[Opening EXCERPTED PASSAGE section]

1. Am feeling decidedly better.  Starting the day over.  

2. Ran about 2 miles (aborting the 3 mile course when I got tired, and walking back home).

3. Listened to all of Suspended at the round table.   I think my edits are fine now, and also it sounds a lot better conceptually than it did last night.   People will either like it or hate it, but I doubt they’ll think I don’t know what I’m doing.

4. Gave a CD to this guy, the trumpet teacher, whom I saw immediately after I finished listening.   Moments later, at the Co-Op, this fellow the Math professor gave me some cash for one, and this other man the German professor told me he would pay for one if I could figure out how to put it online.

5. Ran into this fellow who writes for the Daily News and we exchanged numbers.   He’s very bright, and knows a lot about journalism, too.  Reminds me, I ran into the journalism professor the other night, who had already read my commentary, since he subscribes to that site.  He said: “Good work!”  Thankful for all this newfound focus on journalism and on getting my stories published.  It’s been a pleasantly unexpected turn of events throughout my brief retirement.

6. I finally decided to approach K. about my reservations regarding the Theology group, and we wound up having a nice long conversation.   A very nice and extremely erudite man.

[Closing EXCERPTED PASSAGE section]

## COMPLETE THE FOLLOWING:
(a) Sum up the journal entry in two sentences.
(b) Please reproduce the stretch of the journal entry from "6. I finally" through "extremely erudite man.".
This data plays no part in the work.

[Opening LISTED RECORDS section]

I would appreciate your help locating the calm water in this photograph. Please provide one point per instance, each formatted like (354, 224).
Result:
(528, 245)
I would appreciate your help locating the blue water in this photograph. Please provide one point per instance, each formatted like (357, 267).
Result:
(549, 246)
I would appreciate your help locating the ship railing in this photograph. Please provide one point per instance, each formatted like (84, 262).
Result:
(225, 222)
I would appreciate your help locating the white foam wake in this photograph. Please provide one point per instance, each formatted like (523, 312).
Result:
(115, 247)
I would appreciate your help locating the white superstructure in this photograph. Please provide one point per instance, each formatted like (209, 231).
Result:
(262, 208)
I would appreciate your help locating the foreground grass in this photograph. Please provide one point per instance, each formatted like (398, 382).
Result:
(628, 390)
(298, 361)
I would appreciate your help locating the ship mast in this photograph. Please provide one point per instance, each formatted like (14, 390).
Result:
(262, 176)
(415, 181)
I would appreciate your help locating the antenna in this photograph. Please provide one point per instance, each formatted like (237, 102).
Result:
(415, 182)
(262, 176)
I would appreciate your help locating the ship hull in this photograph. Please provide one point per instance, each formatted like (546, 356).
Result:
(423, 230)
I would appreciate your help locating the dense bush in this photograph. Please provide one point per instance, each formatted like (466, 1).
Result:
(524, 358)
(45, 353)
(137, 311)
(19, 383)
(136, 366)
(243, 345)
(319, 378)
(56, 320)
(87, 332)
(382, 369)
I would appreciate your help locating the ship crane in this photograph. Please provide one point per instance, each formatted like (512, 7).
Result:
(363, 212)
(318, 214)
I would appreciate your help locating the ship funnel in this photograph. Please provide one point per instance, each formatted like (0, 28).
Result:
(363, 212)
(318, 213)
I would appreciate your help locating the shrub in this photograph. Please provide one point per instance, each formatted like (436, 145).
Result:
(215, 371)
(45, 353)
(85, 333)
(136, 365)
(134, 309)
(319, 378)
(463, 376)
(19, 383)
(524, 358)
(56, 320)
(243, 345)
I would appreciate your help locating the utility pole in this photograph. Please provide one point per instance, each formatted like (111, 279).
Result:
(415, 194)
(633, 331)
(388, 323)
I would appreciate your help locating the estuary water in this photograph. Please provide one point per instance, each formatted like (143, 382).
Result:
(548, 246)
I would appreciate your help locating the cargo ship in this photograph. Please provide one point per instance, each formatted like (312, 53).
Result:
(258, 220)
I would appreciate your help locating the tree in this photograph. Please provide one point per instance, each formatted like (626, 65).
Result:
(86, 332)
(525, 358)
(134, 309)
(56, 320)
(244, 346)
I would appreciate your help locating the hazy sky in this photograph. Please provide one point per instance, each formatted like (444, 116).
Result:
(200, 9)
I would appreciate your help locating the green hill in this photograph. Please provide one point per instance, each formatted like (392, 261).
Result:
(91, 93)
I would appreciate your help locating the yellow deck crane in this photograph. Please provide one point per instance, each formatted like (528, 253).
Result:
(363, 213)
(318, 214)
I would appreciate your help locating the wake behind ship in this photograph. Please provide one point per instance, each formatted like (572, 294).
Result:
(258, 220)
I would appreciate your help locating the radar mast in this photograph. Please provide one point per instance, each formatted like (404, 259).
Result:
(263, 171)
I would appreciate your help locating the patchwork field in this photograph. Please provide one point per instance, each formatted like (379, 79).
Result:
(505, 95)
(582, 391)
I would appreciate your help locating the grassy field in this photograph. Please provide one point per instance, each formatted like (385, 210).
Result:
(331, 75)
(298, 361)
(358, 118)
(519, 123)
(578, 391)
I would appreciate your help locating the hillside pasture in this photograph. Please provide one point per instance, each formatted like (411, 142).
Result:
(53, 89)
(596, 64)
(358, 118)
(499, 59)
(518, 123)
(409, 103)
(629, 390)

[Closing LISTED RECORDS section]

## RESPONSES FOR EACH TASK:
(a) Feeling better, the writer ran about two miles, listened to all of Suspended and decided the edits were fine, then gave away one CD and was paid for another. The writer also exchanged numbers with a Daily News writer, felt thankful for a newfound focus on journalism during a brief retirement, and had a long conversation with K. about reservations regarding the Theology group.

(b)
6. I finally decided to approach K. about my reservations regarding the Theology group, and we wound up having a nice long conversation.   A very nice and extremely erudite man.